Task to carry out – Copy out the entries below, swapping each "marker" for "pin" and keeping everything else the same.

Task input –

============

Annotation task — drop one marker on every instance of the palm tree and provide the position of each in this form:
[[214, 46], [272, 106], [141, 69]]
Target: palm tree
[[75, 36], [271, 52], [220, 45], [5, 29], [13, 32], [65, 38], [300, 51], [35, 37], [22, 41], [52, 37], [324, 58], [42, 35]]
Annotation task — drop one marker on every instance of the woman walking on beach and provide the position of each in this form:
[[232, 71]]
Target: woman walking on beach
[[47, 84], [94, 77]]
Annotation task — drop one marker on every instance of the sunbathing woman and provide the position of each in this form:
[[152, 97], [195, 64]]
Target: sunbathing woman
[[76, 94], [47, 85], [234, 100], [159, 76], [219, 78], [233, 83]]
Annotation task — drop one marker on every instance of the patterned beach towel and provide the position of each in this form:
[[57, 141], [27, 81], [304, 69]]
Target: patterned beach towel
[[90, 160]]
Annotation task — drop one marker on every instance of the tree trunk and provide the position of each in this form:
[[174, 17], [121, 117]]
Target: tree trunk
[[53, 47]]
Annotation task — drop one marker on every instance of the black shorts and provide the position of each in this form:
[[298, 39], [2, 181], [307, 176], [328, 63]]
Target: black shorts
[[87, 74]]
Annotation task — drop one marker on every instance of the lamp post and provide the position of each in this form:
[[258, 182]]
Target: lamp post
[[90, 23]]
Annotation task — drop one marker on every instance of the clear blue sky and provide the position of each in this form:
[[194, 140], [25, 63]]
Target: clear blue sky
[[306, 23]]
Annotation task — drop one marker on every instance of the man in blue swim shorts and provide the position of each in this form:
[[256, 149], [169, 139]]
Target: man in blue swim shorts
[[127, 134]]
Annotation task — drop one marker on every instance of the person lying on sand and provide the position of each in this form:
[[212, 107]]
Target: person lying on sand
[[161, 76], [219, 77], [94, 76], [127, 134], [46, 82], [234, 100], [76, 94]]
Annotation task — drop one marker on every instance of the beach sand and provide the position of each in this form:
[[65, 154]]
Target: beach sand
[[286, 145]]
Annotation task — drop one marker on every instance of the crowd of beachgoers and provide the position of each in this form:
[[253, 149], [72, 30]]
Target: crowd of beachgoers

============

Correct answer –
Annotation task — drop one pin on every instance of the palm tree and provide the position of each in this form:
[[214, 46], [272, 106], [141, 69]]
Target: palm tree
[[75, 36], [271, 52], [220, 45], [5, 29], [13, 32], [65, 38], [300, 51], [35, 37], [22, 41], [52, 37], [324, 58], [42, 35]]
Annotation task — drop one pin on every instance of the woman walking on beach and provide the position of each in this form:
[[232, 71]]
Target: woman walking on beach
[[47, 84], [94, 77]]
Annotation task — drop one pin on every instance of the sunbathing woman and provide the position of each in this form:
[[152, 97], [195, 64]]
Target: sunbathing woman
[[76, 94], [47, 85], [234, 100], [159, 76], [219, 78], [233, 83]]
Annotation task — drop one pin on every instance of the patterned beach towel and provide the position of each in this form:
[[57, 141], [27, 81], [304, 69]]
Target: patterned beach towel
[[90, 160]]
Annotation task — drop one pin on every instance of the tree trunk and provide the position of each in this form:
[[174, 17], [121, 117]]
Target: tree trunk
[[53, 47]]
Annotation task — drop one pin on every instance of the black shorts and provide the position of each in this form:
[[298, 39], [2, 181], [307, 176], [328, 63]]
Target: black shorts
[[87, 74]]
Annotation task — drop one pin on every instance of the lamp post and provide the position of each in this form:
[[258, 182]]
Target: lamp post
[[90, 23]]
Annotation task — drop one pin on every instance of the clear blue sky and provide the position of each in this form:
[[194, 140], [25, 63]]
Target: clear blue sky
[[306, 23]]
Annotation task — drop one pin on every instance of the man in blue swim shorts and provide the position of each in this form:
[[256, 149], [169, 139]]
Target: man in blue swim shorts
[[127, 134]]
Annotation task — drop one pin on every instance of the person lying on sand and provide the position of each in this form:
[[212, 107]]
Target: person lying on sand
[[161, 76], [219, 77], [94, 76], [127, 134], [46, 82], [234, 100], [76, 94]]
Annotation task — drop one pin on every instance of the beach sand and provide the position of each in this form:
[[65, 154]]
Target: beach sand
[[286, 145]]
Annotation task — drop one pin on every instance of the crowd of beachgoers and provide the position of each in this form:
[[253, 149], [72, 30]]
Target: crowd of beachgoers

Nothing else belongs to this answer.